> [Directive]
Pull out each line of the entries below that contains the word "rough", and list those lines.

> [Data shown]
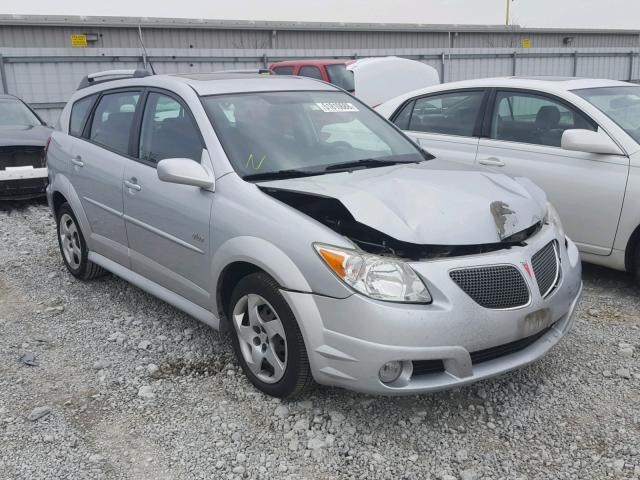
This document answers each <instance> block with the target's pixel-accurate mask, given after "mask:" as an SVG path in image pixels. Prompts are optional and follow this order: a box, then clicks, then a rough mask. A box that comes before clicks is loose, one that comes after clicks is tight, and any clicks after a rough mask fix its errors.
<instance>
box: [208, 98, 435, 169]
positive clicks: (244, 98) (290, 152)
mask: <svg viewBox="0 0 640 480" xmlns="http://www.w3.org/2000/svg"><path fill="white" fill-rule="evenodd" d="M202 100H203V104H204V106H205V109H206V110H207V114H208V115H209V118H210V120H211V122H212V123H213V126H214V128H215V130H216V133H217V135H218V138H219V139H220V141H221V142H222V146H223V147H224V149H225V152H226V153H227V156H228V157H229V160H230V161H231V163H232V164H233V167H234V169H235V170H236V172H238V174H239V175H240V176H242V177H243V178H247V177H249V176H252V177H258V176H260V177H265V176H268V174H272V173H277V172H283V171H289V173H292V172H293V171H304V173H309V172H327V171H337V170H339V168H338V167H342V166H346V165H347V164H349V165H350V164H356V163H357V164H358V165H357V166H358V167H359V168H371V167H375V166H382V164H383V163H386V164H388V163H390V162H394V163H398V162H419V161H423V160H425V158H427V157H426V156H425V155H424V154H423V153H422V152H421V151H420V150H419V149H418V148H417V147H416V146H415V145H414V144H413V143H412V142H411V141H410V140H408V139H407V138H406V137H404V136H403V135H402V134H401V133H400V132H398V131H397V130H396V129H395V128H393V127H391V126H390V125H389V124H388V123H387V122H386V121H385V120H383V119H382V118H380V117H379V116H378V115H376V114H375V113H373V112H372V111H371V110H370V109H369V108H367V107H366V106H364V105H363V104H361V103H360V102H358V101H357V100H355V99H353V98H352V97H350V96H348V95H347V94H345V93H342V92H326V91H324V92H299V91H296V92H292V91H288V92H264V93H263V92H261V93H245V94H234V95H216V96H209V97H204V98H203V99H202ZM332 167H333V168H332Z"/></svg>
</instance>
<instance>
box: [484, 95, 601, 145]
mask: <svg viewBox="0 0 640 480" xmlns="http://www.w3.org/2000/svg"><path fill="white" fill-rule="evenodd" d="M573 128H580V129H586V130H596V126H595V125H594V124H593V123H592V122H591V121H590V120H588V119H587V118H586V117H585V116H584V115H582V113H580V112H579V111H577V110H574V109H573V108H571V107H569V106H567V105H565V104H564V103H563V102H560V101H557V100H555V99H553V98H549V97H547V96H543V95H536V94H530V93H524V92H498V94H497V95H496V103H495V108H494V112H493V119H492V123H491V138H493V139H495V140H505V141H509V142H519V143H529V144H533V145H546V146H550V147H560V145H561V143H562V134H563V133H564V131H565V130H568V129H573Z"/></svg>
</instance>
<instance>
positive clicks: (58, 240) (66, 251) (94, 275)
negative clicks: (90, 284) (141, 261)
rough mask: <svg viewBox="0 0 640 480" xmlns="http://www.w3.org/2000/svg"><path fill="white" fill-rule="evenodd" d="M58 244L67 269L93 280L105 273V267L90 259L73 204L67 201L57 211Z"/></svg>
mask: <svg viewBox="0 0 640 480" xmlns="http://www.w3.org/2000/svg"><path fill="white" fill-rule="evenodd" d="M56 223H57V232H58V246H59V247H60V253H61V255H62V260H63V261H64V264H65V266H66V267H67V270H69V272H70V273H71V275H73V276H74V277H76V278H79V279H80V280H92V279H94V278H97V277H100V276H102V275H104V274H105V273H107V272H106V270H105V269H103V268H102V267H100V266H98V265H96V264H95V263H93V262H92V261H90V260H89V258H88V257H89V250H88V249H87V243H86V242H85V240H84V236H83V235H82V230H80V225H79V223H78V220H77V219H76V216H75V215H74V214H73V210H72V209H71V206H70V205H69V204H68V203H67V202H65V203H63V204H62V205H60V207H59V208H58V211H57V212H56Z"/></svg>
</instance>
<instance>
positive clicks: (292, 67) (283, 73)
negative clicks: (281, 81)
mask: <svg viewBox="0 0 640 480" xmlns="http://www.w3.org/2000/svg"><path fill="white" fill-rule="evenodd" d="M273 73H275V74H276V75H293V67H275V68H274V69H273Z"/></svg>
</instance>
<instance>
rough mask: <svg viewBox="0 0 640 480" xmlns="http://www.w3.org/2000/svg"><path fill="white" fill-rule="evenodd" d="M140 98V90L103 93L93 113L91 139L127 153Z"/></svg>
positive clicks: (91, 124)
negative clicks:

> [Written reply]
This document answers each <instance> block with the target's pixel-accurate mask, given after "mask:" as an SVG path in image pixels. Prompts are optional and follow this order: a box, then clicks, then a rough mask. A box that comes before clicks is loose, one that comes after clicks is tight, and any clicks after a rough mask fix its errors.
rough mask: <svg viewBox="0 0 640 480" xmlns="http://www.w3.org/2000/svg"><path fill="white" fill-rule="evenodd" d="M58 244L67 269L93 280L105 273V267L90 259L73 204L67 201L57 211Z"/></svg>
rough mask: <svg viewBox="0 0 640 480" xmlns="http://www.w3.org/2000/svg"><path fill="white" fill-rule="evenodd" d="M140 98V90L103 93L93 113L91 139L127 153Z"/></svg>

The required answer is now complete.